■ **Exercise instructions**
• a. Reproduce the passage of the right whale article starting with "It’s Baby Season" and going on through "the breeding season.", with "calves" replaced by "young whales".
• b. According to the right whale article, about how many North Atlantic right whales are estimated to be left in the world?

It’s Baby Season For These Whales — But No Babies Have Been Born
“This is the worst-case scenario.”
Every winter, North Atlantic right whales travel south to warmer waters off the coasts of Florida and Georgia to give birth to their babies — but this year, not one whale has been born. This has never happened before — and it could mean catastrophe for the species.
“This is the worst-case scenario," Barb Zoodsma, a biologist with the right whale recovery program for the National Oceanic and Atmospheric Administration (NOAA), told the Boston Globe. "This season appears to be a total bomb."
It's estimated that there are just about 430 of these whales left in the world — and just about 100 potential mothers. Last year, just five calves were born, a new low for the breeding season.
And early deaths of these whales were up in 2017 — 18 died young, and already in 2018 a 10-year-old female was found dead on the coast of Virginia. She was of breeding age, and died because she got entangled in fishing equipment.
Most premature deaths are caused this way — an estimated 82 percent — when the whales become entangled in lobster fishing lines. When they can't get free, they starve. And if something isn't done soon, this kind of whale could be extinct by 2040.
But there is hope. In the past, regulations put in place to keep marine animals safe from ship collisions and preserve habitats have made a real difference in their survival.
“Right whales could disappear forever if they keep getting tangled up and killed in fishing gear,” Kristen Monsell, a senior attorney at the Center for Biological Diversity, said in a release announcing a lawsuit seeking stricter regulations on the fishing gear that's killing these animals. “Federal officials have to act now, before it’s too late.”

Records taken from a collection:
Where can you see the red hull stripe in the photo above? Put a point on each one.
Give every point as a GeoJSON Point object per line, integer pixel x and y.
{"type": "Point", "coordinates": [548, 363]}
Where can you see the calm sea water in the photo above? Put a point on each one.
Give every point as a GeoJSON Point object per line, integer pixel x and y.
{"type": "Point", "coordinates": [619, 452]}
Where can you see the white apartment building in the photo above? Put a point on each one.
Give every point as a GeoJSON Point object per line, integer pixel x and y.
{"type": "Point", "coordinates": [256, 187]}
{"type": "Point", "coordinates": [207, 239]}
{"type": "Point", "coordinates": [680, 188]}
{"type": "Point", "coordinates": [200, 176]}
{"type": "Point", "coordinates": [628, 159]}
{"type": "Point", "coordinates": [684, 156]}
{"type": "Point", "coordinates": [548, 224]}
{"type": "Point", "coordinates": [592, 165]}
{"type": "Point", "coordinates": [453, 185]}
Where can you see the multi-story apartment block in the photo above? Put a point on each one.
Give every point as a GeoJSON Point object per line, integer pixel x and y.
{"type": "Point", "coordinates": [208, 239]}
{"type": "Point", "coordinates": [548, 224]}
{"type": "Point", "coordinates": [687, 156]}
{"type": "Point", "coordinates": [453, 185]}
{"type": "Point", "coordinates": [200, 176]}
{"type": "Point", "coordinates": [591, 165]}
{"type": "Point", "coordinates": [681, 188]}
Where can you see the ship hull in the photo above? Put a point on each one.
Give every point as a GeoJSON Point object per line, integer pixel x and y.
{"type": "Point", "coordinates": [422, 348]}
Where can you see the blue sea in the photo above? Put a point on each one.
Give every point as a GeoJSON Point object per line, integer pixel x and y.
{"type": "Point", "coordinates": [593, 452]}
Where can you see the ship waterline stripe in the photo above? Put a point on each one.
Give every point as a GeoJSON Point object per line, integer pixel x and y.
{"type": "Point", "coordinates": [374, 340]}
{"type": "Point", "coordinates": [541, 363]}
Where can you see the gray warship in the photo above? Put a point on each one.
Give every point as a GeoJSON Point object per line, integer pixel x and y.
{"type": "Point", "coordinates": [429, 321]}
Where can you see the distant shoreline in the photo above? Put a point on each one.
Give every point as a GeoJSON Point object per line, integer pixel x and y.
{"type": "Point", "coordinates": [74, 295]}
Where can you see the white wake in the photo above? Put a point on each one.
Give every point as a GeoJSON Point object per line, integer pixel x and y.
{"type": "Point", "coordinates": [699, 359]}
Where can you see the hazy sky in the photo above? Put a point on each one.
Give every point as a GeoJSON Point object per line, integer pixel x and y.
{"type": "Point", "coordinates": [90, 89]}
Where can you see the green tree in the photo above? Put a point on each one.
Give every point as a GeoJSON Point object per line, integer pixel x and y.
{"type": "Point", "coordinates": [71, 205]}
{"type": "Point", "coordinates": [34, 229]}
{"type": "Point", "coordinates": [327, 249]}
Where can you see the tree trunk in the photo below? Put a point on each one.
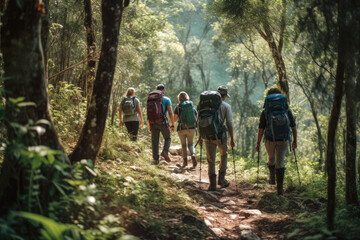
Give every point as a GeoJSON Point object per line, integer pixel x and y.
{"type": "Point", "coordinates": [89, 72]}
{"type": "Point", "coordinates": [25, 77]}
{"type": "Point", "coordinates": [334, 119]}
{"type": "Point", "coordinates": [92, 133]}
{"type": "Point", "coordinates": [279, 62]}
{"type": "Point", "coordinates": [351, 117]}
{"type": "Point", "coordinates": [276, 50]}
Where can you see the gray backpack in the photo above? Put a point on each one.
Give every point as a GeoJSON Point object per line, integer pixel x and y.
{"type": "Point", "coordinates": [128, 105]}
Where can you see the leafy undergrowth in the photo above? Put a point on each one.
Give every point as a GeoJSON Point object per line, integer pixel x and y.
{"type": "Point", "coordinates": [139, 196]}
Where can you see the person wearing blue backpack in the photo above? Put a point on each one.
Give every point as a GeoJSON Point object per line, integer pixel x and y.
{"type": "Point", "coordinates": [215, 127]}
{"type": "Point", "coordinates": [276, 120]}
{"type": "Point", "coordinates": [158, 106]}
{"type": "Point", "coordinates": [186, 115]}
{"type": "Point", "coordinates": [130, 108]}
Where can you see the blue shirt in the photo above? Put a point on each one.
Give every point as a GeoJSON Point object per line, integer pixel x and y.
{"type": "Point", "coordinates": [165, 101]}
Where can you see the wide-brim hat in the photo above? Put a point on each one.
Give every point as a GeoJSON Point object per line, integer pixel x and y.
{"type": "Point", "coordinates": [160, 87]}
{"type": "Point", "coordinates": [223, 91]}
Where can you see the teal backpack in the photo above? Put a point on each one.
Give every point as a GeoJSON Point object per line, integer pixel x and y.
{"type": "Point", "coordinates": [187, 118]}
{"type": "Point", "coordinates": [128, 106]}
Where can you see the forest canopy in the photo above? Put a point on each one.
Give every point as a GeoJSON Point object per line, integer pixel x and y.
{"type": "Point", "coordinates": [68, 169]}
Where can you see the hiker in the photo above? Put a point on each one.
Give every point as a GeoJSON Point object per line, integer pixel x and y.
{"type": "Point", "coordinates": [130, 106]}
{"type": "Point", "coordinates": [276, 120]}
{"type": "Point", "coordinates": [158, 105]}
{"type": "Point", "coordinates": [186, 115]}
{"type": "Point", "coordinates": [214, 111]}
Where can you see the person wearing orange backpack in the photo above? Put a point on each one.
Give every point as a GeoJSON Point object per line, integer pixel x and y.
{"type": "Point", "coordinates": [276, 123]}
{"type": "Point", "coordinates": [130, 107]}
{"type": "Point", "coordinates": [186, 115]}
{"type": "Point", "coordinates": [158, 106]}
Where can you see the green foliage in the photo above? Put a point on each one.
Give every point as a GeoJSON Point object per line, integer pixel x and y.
{"type": "Point", "coordinates": [68, 109]}
{"type": "Point", "coordinates": [51, 230]}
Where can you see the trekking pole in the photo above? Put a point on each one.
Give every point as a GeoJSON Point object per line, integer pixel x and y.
{"type": "Point", "coordinates": [232, 149]}
{"type": "Point", "coordinates": [257, 180]}
{"type": "Point", "coordinates": [200, 159]}
{"type": "Point", "coordinates": [297, 168]}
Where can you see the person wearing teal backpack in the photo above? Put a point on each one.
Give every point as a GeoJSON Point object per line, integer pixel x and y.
{"type": "Point", "coordinates": [186, 115]}
{"type": "Point", "coordinates": [276, 120]}
{"type": "Point", "coordinates": [130, 108]}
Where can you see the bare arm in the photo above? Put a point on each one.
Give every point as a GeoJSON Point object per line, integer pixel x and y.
{"type": "Point", "coordinates": [260, 134]}
{"type": "Point", "coordinates": [140, 114]}
{"type": "Point", "coordinates": [294, 143]}
{"type": "Point", "coordinates": [171, 116]}
{"type": "Point", "coordinates": [120, 112]}
{"type": "Point", "coordinates": [149, 129]}
{"type": "Point", "coordinates": [231, 133]}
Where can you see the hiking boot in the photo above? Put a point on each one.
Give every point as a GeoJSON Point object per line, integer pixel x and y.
{"type": "Point", "coordinates": [193, 158]}
{"type": "Point", "coordinates": [222, 181]}
{"type": "Point", "coordinates": [184, 163]}
{"type": "Point", "coordinates": [280, 172]}
{"type": "Point", "coordinates": [155, 162]}
{"type": "Point", "coordinates": [165, 156]}
{"type": "Point", "coordinates": [272, 175]}
{"type": "Point", "coordinates": [212, 186]}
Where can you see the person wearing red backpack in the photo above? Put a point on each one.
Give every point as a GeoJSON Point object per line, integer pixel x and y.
{"type": "Point", "coordinates": [186, 115]}
{"type": "Point", "coordinates": [130, 108]}
{"type": "Point", "coordinates": [276, 120]}
{"type": "Point", "coordinates": [158, 106]}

■ **Responses in order**
• a.
It’s Baby Season For These Whales — But No Babies Have Been Born
“This is the worst-case scenario.”
Every winter, North Atlantic right whales travel south to warmer waters off the coasts of Florida and Georgia to give birth to their babies — but this year, not one whale has been born. This has never happened before — and it could mean catastrophe for the species.
“This is the worst-case scenario," Barb Zoodsma, a biologist with the right whale recovery program for the National Oceanic and Atmospheric Administration (NOAA), told the Boston Globe. "This season appears to be a total bomb."
It's estimated that there are just about 430 of these whales left in the world — and just about 100 potential mothers. Last year, just five young whales were born, a new low for the breeding season.

• b. About 430.